PAGE TEXT |
↓
# Is This Forum Dead?



## M FUNF (Apr 2, 2008)

No posts since 11/07/19


----------



## Trinitony (Feb 10, 2010)

It's definitely struggling. Has the year-old +/- BMW ED pricing structure deliberately removed the incentive we enjoyed or is it our new government's much hyped economy that is making it unattractive?


----------



## Jason66 (Apr 1, 2008)

It is a little sad to see. With Jon's return and mention that BMW NA may be looking at ways to add back some incentives (not holding my breath ), there's a glimmer of hope of seeing some activity like the old days.

Might be too little too late, but merging The Travel Forum back into the main ED forum would help. Trip planning was always a highlight of the forum, but moving those discussions away diluted some of the value.

I've been away for awhile, but hoping to be more active now with an ED trip next spring -- even with an "ED premium" cost to buy the car.

Jason


----------



## akthorp (Jun 16, 2012)

Yes, it’s dead. I know ED numbers are down but I get the impression this board is down much more than the ED program itself. I just did an ED in September and there were other Americans there that day. I previously enjoyed posting trip reports but I couldn’t be bothered this time. I just felt that no one would read it.


----------



## dandanio (Jun 20, 2008)

I think BMW lost its appeal to people, both in the cars they offer (BMW's best selling cars are its SUVs, not available for ED) as well as in the financing side (2for 1 with Lufthansa?, special financing? extra lease payments?). I am not holding my breath either, but I will be an EDer for life!


----------



## BickUW89 (Apr 18, 2008)

akthorp said:


> I just felt that no one would read it.


It's up to us to keep it alive. It's not too late; post a report!!

My trip report from this July has >3,700 reads (https://www.bimmerfest.com/forums/showthread.php?t=1337087), which is actually more than my previous last trip reports in 2016 and 2011, and I got questions from some newbs about details of the process and experience.


----------



## aardvark (Apr 15, 2002)

dandanio said:


> I think BMW lost its appeal to people, both in the cars they offer (BMW's best selling cars are its SUVs, not available for ED) as well as in the financing side (2for 1 with Lufthansa?, special financing? extra lease payments?). I am not holding my breath either, but I will be an EDer for life!
↑
EXERCISE INPUT |
↓
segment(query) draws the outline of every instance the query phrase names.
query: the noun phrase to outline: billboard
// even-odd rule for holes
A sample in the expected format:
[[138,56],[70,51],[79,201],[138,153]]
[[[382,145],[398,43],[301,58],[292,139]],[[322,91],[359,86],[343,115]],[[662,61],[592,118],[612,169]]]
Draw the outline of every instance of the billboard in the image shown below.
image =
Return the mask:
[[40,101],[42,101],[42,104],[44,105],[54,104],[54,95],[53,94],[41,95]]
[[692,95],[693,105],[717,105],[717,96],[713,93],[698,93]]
↑
TASK REQUIREMENTS |
(a) In the forum thread, how many reads does BickUW89's trip report from July have?
(b) Put every line of the records into a numbered list, leaving out any blank lines.

ANSWERS TO THE PROBLEMS |
(a) More than 3,700 reads.

(b)
1. segment(query) draws the outline of every instance the query phrase names.
2. query: the noun phrase to outline: billboard
3. // even-odd rule for holes
4. A sample in the expected format:
5. [[138,56],[70,51],[79,201],[138,153]]
6. [[[382,145],[398,43],[301,58],[292,139]],[[322,91],[359,86],[343,115]],[[662,61],[592,118],[612,169]]]
7. Draw the outline of every instance of the billboard in the image shown below.
8. image =
9. Return the mask:
10. [[40,101],[42,101],[42,104],[44,105],[54,104],[54,95],[53,94],[41,95]]
11. [[692,95],[693,105],[717,105],[717,96],[713,93],[698,93]]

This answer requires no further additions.